◆ Oefentekst:
○ ○ ○

ECLI:NL:RBZWB:2017:3200

Rechtbank Zeeland-West-Brabant

Datum uitspraak
22 mei 2017
Publicatiedatum
24 mei 2017
Zaaknummer
AWB 16_10209
Instantie
Rechtbank Zeeland-West-Brabant
Type
Uitspraak
Rechtsgebied
Bestuursrecht
Procedures
  • Eerste aanleg - enkelvoudig
Vindplaatsen
  • Rechtspraak.nl
AI samenvatting door LexboostAutomatisch gegenereerd

Ongeldigverklaring rijbewijs na alcoholmisbruikdiagnose en de beoordeling van psychiatrische rapportages

In deze zaak heeft de rechtbank Zeeland-West-Brabant op 22 mei 2017 uitspraak gedaan in een geschil tussen eiseres, vertegenwoordigd door haar gemachtigde mr. J.J. van 't Hoff, en de directie van het Centraal Bureau Rijvaardigheidsbewijzen (CBR). Eiseres had beroep ingesteld tegen de ongeldigverklaring van haar rijbewijs, die was gebaseerd op een diagnose van alcoholmisbruik door psychiater [psychiater1]. De rechtbank heeft vastgesteld dat eiseres op 8 januari 2016 was aangehouden met een hoog alcoholpromillage van 1065 µg/l na een aanrijding. Het CBR had op basis van de rapportage van [psychiater1] besloten dat eiseres niet voldeed aan de eisen voor het besturen van motorrijtuigen. Eiseres betwistte de diagnose en voerde aan dat de rapportage gebreken vertoonde. De rechtbank oordeelde dat de conclusie van [psychiater1] onvoldoende was onderbouwd en dat het CBR zich niet op deze rapportage had mogen baseren. De rechtbank vernietigde het bestreden besluit van het CBR, herstelde het primaire besluit en veroordeelde het CBR tot vergoeding van de proceskosten en het griffierecht aan eiseres.

○ ○ ○

◆ Bronmateriaal:

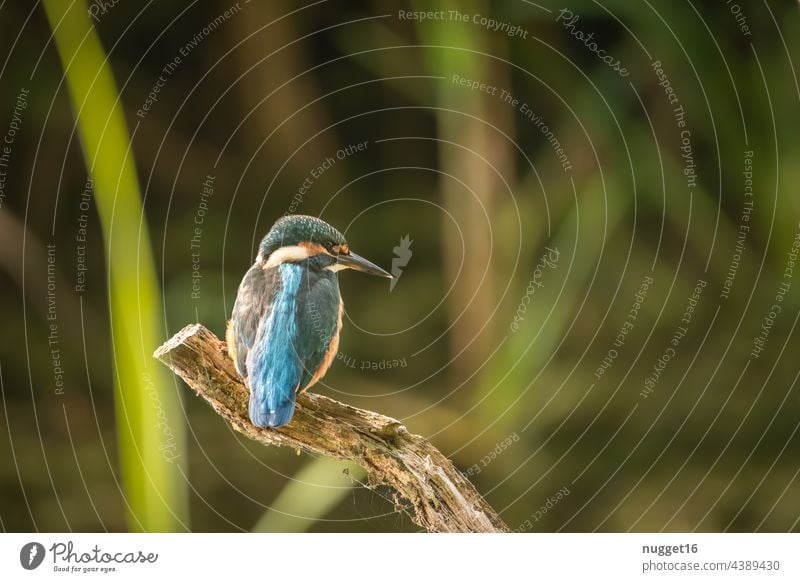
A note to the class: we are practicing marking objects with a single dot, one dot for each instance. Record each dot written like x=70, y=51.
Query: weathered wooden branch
x=439, y=497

○ ○ ○

◆ Opdrachten:
1. Noem alle verschillende datums die in de tekst over de rijbewijszaak voorkomen.
2. Beantwoord over de tekst over de rijbewijszaak de volgende vragen.
(a) Welk rechtsgebied staat bij de gegevens van de zaak vermeld?
(b) Door wie werd eiseres vertegenwoordigd?
(c) Welk alcoholpromillage had eiseres toen zij op 8 januari 2016 werd aangehouden?
3. Vervolg de tekst over de rijbewijszaak na de laatste zin.

◆ Uitwerkingen:
1. 22 mei 2017, 24 mei 2017 en 8 januari 2016.

2.
(a) Bestuursrecht.
(b) Door haar gemachtigde mr. J.J. van 't Hoff.
(c) 1065 µg/l.

3.
Uitspraak

RECHTBANK ZEELAND-WEST-BRABANT

Bestuursrecht
zaaknummer: BRE 16/10209 WVW

uitspraak van 22 mei 2017 van de enkelvoudige kamer in de zaak tussen

[eiseres] , te [plaatsnaam] , eiseres,

gemachtigde: mr. J.J. van ‘t Hoff,
en
de directie van het Centraal Bureau Rijvaardigheidsbewijzen(het CBR), verweerder.

Procesverloop

Eiseres heeft beroep ingesteld tegen het besluit van 15 november 2016 (bestreden besluit) van het CBR inzake de ongeldigverklaring van haar rijbewijs.
Het onderzoek ter zitting heeft plaatsgevonden in Breda op 10 mei 2017. Eiseres is verschenen, bijgestaan door haar gemachtigde. Het CBR heeft zich laten vertegenwoordigen door mr. J.J. Kwant.

Overwegingen

1. Op grond van de stukken en de behandeling ter zitting gaat de rechtbank uit van de volgende feiten en omstandigheden.
Aan eiseres is een rijbewijs afgegeven voor het besturen van motorrijtuigen van de categorieën A, AM, B en BE.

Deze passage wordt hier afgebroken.